→ SELECTED EXTRACT:
* * * * *
Bank of British West Africa (BBWA) was a British Overseas bank that was important in introducing modern banking into the countries that emerged from the UK's West African colonies. In 1957 it changed its name to Bank of West Africa, and in 1965 was acquired by Standard Bank.

History

1891 — Elder Dempster shipping magnate Alfred Lewis Jones (born in Carmarthen, Wales in 1845) and George William Neville (born at Richmond, near London in 1852), the local agent of Elder Dempster & Co. of Liverpool, attempted to develop a banking operation along the Guinea coast
1892 — African Banking Corporation acquired Elder Dempster's banking operations in Lagos, Nigeria. Within a year they wished to close it down. Instead, they sold the operation to A.L. Jones and Elder Dempster
1893 — Elder Dempster helped form Bank of British West Africa (BBWA) which took over the ex-ABC operation in Lagos. Eventually, BBWA established branches in Liverpool, London, and Manchester.
* * * * *
→ DATASET EXTRACT:

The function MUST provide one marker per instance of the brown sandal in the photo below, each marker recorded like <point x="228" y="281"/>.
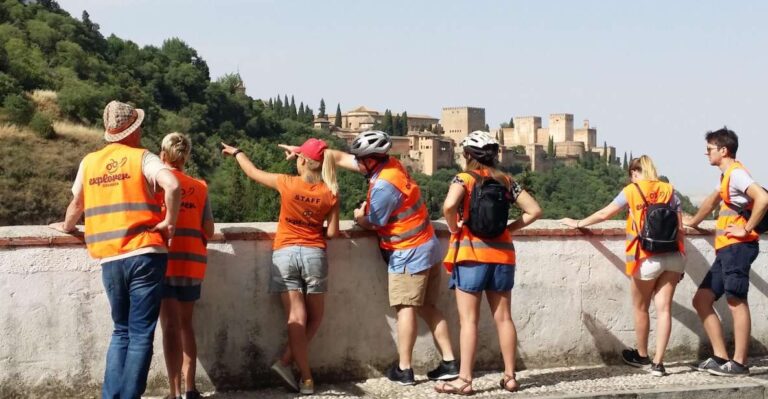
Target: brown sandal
* * * * *
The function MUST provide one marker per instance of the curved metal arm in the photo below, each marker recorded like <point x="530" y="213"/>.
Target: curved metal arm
* * * * *
→ PROBLEMS TO WORK ON:
(1) Answer these from the passage on the Bank of British West Africa:
(a) In what year did the bank change its name to Bank of West Africa?
(b) Where was George William Neville born?
(c) Which company acquired Elder Dempster's banking operations in Lagos in 1892?
(2) Render this sentence from the Bank of British West Africa passage in Spanish: "Eventually, BBWA established branches in Liverpool, London, and Manchester."
(3) Echo the Bank of British West Africa passage starting at "1891 — Elder" and ending at "London, and Manchester.".

→ EXERCISE RESPONSES:
(1)
(a) 1957
(b) At Richmond, near London
(c) African Banking Corporation

(2) Con el tiempo, el BBWA estableció sucursales en Liverpool, Londres y Mánchester.

(3)
1891 — Elder Dempster shipping magnate Alfred Lewis Jones (born in Carmarthen, Wales in 1845) and George William Neville (born at Richmond, near London in 1852), the local agent of Elder Dempster & Co. of Liverpool, attempted to develop a banking operation along the Guinea coast
1892 — African Banking Corporation acquired Elder Dempster's banking operations in Lagos, Nigeria. Within a year they wished to close it down. Instead, they sold the operation to A.L. Jones and Elder Dempster
1893 — Elder Dempster helped form Bank of British West Africa (BBWA) which took over the ex-ABC operation in Lagos. Eventually, BBWA established branches in Liverpool, London, and Manchester.